• Exercise 1:
Which book does William Stepp recommend in the comment thread to correct the view of free market defense?
• Exercise 2:
Reproduce the comment thread between "Your definition of" and "Enterprise of Law_.", inclusive.
• Exercise 3:
According to the comment thread, how could property rights reform for South American peasants slow the growth of local thugcrockcracies? Answer in one to three sentences.

William Stepp - 2/15/2009

You haven't defined feudalism, but the way I'm using it is, I think, the way most historians would.
Vestiges of feudalism still exist of course; most South American peasants don't have property titles in the land they nominally own, which is why Hernando De Soto has called for property rights reform there.
That would enable them to start more small businesses and improve their lives. It would also speed the development of a middle class, which might be a brake on the growth of local thugcrockcracies, like the one in Argentina, not to mention Venezuela and Ecuador.


Jonathan Dresner - 2/15/2009

You'd love Smith, really.

I like historical fiction better.

Truer words....

Your definition of feudalism is musty and old, Euro-centric and so heuristically useless that actual scholars of feudal systems gave it up decades ago.

Most of us stopped taking our historical definitions from Marx a long time ago: what's holding you back?


William Stepp - 2/15/2009

You're actually making my point, but you draw the wrong conclusion. Of course people would be willing to pay against criminal intrusion by rogue "defense"--note the quotes--firms. But invaders by definition are not defense firms: they are outlaws.
There's no reason to think that free market defense would end up in gun battles.
You're caricature of free market defense is uninformed by history or theory. See Bruce Benson's book _The Enterprise of Law_.

Wrong on my favorite novelists, and I am no Randroid, not by a long shot.
She was ignorant of economics and wrote some boneheaded comments on Mises (see _Ayn Rand's Marginalia_).
She also loved intellectual monopolies (patents and copyrights), and hated anarchy.
I've never read Smith.

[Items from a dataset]
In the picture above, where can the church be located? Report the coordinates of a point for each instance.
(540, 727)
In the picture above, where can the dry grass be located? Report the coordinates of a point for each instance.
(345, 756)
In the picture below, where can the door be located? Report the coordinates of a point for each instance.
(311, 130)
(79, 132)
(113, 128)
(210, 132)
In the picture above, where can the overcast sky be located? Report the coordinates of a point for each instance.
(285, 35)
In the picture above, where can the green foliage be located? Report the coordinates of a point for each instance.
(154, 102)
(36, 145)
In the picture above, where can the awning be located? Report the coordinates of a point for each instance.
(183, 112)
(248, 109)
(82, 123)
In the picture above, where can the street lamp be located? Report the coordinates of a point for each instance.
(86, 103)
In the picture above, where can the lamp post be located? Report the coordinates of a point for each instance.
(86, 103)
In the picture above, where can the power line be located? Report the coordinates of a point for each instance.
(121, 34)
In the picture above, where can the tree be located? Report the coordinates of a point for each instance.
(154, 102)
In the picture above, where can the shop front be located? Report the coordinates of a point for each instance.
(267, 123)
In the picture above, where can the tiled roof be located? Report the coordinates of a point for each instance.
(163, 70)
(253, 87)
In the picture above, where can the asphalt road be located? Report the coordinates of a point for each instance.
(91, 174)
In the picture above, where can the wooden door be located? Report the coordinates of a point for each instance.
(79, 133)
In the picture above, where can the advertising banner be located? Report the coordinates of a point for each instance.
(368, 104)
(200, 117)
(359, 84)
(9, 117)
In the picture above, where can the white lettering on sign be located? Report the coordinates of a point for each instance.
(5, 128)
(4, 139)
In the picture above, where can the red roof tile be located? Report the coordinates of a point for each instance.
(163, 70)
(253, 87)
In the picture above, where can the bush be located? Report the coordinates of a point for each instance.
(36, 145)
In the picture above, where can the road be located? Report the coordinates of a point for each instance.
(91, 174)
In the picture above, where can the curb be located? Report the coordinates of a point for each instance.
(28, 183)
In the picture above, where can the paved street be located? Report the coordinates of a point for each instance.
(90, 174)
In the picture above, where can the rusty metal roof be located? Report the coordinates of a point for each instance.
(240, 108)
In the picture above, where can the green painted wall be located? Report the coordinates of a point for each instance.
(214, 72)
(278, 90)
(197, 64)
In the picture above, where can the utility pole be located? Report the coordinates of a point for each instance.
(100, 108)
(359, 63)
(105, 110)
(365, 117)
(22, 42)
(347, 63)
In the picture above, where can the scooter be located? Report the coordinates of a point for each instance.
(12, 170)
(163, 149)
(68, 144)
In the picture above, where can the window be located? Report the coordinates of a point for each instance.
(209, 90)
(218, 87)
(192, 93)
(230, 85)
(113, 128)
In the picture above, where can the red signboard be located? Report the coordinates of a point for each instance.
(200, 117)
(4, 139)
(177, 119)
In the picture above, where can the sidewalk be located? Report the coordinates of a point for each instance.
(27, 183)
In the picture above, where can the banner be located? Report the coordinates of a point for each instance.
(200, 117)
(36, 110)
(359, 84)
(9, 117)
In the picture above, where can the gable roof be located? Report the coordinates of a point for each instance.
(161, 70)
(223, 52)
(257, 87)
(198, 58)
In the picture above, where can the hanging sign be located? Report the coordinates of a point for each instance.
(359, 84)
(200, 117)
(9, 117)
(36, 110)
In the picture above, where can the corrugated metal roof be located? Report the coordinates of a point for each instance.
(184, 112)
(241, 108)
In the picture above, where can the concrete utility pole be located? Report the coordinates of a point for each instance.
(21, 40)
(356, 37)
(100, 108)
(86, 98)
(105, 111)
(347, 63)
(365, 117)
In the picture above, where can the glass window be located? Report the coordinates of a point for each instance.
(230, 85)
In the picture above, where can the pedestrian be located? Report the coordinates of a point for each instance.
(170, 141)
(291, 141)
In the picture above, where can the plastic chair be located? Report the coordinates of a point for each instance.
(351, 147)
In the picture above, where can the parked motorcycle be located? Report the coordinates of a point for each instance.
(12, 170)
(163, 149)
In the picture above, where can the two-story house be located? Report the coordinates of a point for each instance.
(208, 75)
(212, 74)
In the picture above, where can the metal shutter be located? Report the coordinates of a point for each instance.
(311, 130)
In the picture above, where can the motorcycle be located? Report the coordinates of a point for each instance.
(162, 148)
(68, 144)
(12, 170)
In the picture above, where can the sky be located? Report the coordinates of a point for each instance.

• Exercise output 1:
Bruce Benson's book _The Enterprise of Law_.

• Exercise output 2:
Your definition of feudalism is musty and old, Euro-centric and so heuristically useless that actual scholars of feudal systems gave it up decades ago.

Most of us stopped taking our historical definitions from Marx a long time ago: what's holding you back?


William Stepp - 2/15/2009

You're actually making my point, but you draw the wrong conclusion. Of course people would be willing to pay against criminal intrusion by rogue "defense"--note the quotes--firms. But invaders by definition are not defense firms: they are outlaws.
There's no reason to think that free market defense would end up in gun battles.
You're caricature of free market defense is uninformed by history or theory. See Bruce Benson's book _The Enterprise of Law_.

• Exercise output 3:
Property rights reform would enable peasants to start more small businesses and would speed the development of a middle class. That middle class might act as a brake on the growth of local thugcrockcracies.